▶ [WORK INSTRUCTIONS]: Edit the records below by changing every "target description" to "object label", keeping everything else the same.

▶ [RECORDS SHOWN]:
################

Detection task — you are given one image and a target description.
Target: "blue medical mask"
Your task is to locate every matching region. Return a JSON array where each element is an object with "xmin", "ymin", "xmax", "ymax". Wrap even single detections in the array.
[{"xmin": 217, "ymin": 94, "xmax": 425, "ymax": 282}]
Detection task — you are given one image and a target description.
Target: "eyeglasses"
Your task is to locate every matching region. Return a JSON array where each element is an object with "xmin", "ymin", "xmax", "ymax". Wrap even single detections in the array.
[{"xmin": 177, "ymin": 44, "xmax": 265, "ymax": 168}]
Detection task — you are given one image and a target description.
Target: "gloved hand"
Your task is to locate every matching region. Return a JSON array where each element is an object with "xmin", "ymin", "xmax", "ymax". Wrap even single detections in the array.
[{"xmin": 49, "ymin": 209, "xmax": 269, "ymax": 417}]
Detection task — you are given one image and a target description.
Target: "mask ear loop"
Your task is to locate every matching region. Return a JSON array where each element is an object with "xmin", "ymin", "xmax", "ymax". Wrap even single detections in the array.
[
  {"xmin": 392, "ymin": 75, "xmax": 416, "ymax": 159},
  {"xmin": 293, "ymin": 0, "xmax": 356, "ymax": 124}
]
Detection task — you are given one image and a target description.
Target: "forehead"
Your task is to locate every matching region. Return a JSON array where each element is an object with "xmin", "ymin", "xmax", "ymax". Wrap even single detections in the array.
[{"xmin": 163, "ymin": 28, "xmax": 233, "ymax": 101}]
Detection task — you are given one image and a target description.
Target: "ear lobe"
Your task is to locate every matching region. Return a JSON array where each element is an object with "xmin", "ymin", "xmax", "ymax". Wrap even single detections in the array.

################

▶ [RESULT OF THE EXERCISE]:
Detection task — you are given one image and a object label.
Target: "blue medical mask"
Your task is to locate every matching region. Return a JSON array where each element is an object with "xmin", "ymin", "xmax", "ymax". Wrap even single detections in the array.
[{"xmin": 217, "ymin": 94, "xmax": 425, "ymax": 282}]
Detection task — you are given one image and a object label.
Target: "eyeglasses"
Your task is to locate every matching region. Return a JSON array where each element is an object with "xmin", "ymin", "xmax", "ymax". Wrap even single detections in the array.
[{"xmin": 177, "ymin": 44, "xmax": 265, "ymax": 168}]
Detection task — you are given one image and a object label.
Target: "gloved hand"
Your task is to locate every matching region. Return a JSON array where each element is an object with "xmin", "ymin", "xmax", "ymax". Wrap even single detections in the array.
[{"xmin": 49, "ymin": 209, "xmax": 269, "ymax": 417}]
Detection task — you are given one image and a object label.
Target: "mask ear loop"
Your task is to locate every matching region. Return a JSON array where each element is an object with "xmin", "ymin", "xmax", "ymax". Wrap even single detections in the array.
[
  {"xmin": 392, "ymin": 75, "xmax": 416, "ymax": 159},
  {"xmin": 293, "ymin": 0, "xmax": 356, "ymax": 124}
]
Detection task — you are given one image and a object label.
Target: "forehead"
Your task is to locate every matching region. Return a JSON array where each element is an object with "xmin", "ymin", "xmax", "ymax". Wrap even single detections in the array.
[{"xmin": 163, "ymin": 28, "xmax": 233, "ymax": 101}]
Detection task — you are given one image and a object label.
Target: "ear lobe"
Your task is to locate every matching region. Return a JSON array where each element is an object with "xmin", "ymin", "xmax", "ymax". Wrap even single detections in the array.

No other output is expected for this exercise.